What needs to be done - Copy the data word for word, starting at the line that contains "Query: tall grass" and continuing through the final line of the data, with both of those lines included.

Input material -

/---

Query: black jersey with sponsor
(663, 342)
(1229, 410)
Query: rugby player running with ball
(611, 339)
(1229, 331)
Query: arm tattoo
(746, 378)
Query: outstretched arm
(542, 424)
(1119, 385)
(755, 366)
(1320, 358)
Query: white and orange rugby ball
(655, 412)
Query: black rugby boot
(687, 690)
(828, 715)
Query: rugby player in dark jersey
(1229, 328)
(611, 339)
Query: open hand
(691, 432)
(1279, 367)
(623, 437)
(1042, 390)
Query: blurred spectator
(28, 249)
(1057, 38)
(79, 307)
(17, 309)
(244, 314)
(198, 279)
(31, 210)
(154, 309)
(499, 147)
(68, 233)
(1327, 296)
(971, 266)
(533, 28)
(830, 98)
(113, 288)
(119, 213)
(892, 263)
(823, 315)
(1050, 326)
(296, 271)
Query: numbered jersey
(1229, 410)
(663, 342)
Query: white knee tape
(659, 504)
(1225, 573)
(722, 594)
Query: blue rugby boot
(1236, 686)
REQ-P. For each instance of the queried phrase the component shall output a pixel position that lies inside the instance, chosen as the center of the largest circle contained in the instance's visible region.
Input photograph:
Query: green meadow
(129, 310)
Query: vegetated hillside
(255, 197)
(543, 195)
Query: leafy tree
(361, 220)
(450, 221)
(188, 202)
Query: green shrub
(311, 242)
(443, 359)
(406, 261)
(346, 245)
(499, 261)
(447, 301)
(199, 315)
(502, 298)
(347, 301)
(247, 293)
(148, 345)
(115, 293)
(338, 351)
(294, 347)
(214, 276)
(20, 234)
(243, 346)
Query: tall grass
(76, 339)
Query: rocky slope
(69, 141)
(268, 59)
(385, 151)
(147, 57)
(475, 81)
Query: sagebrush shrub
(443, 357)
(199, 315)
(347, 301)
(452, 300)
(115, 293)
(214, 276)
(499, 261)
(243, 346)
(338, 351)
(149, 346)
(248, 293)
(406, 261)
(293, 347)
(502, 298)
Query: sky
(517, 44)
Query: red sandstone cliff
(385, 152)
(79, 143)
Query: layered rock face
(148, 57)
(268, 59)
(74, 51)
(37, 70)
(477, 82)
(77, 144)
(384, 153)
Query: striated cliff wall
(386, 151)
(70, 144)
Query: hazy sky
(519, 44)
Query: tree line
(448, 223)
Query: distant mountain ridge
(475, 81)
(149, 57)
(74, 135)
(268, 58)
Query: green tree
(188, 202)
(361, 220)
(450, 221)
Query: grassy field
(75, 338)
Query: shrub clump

\---

Exercise response -
Query: tall grass
(76, 339)
Query: rocky slope
(69, 141)
(268, 59)
(385, 151)
(147, 57)
(475, 81)
Query: sagebrush shrub
(443, 357)
(199, 315)
(347, 301)
(452, 300)
(115, 293)
(214, 276)
(499, 261)
(243, 346)
(338, 351)
(149, 346)
(248, 293)
(406, 261)
(293, 347)
(502, 298)
Query: sky
(517, 44)
Query: red sandstone cliff
(385, 152)
(79, 143)
Query: layered rock face
(148, 57)
(268, 59)
(74, 51)
(37, 70)
(477, 82)
(77, 144)
(384, 153)
Query: striated cliff wall
(386, 151)
(70, 144)
Query: hazy sky
(519, 44)
Query: tree line
(448, 223)
Query: distant mountain ridge
(475, 81)
(149, 57)
(74, 135)
(268, 58)
Query: green tree
(188, 202)
(361, 220)
(450, 221)
Query: grassy field
(75, 338)
Query: shrub clump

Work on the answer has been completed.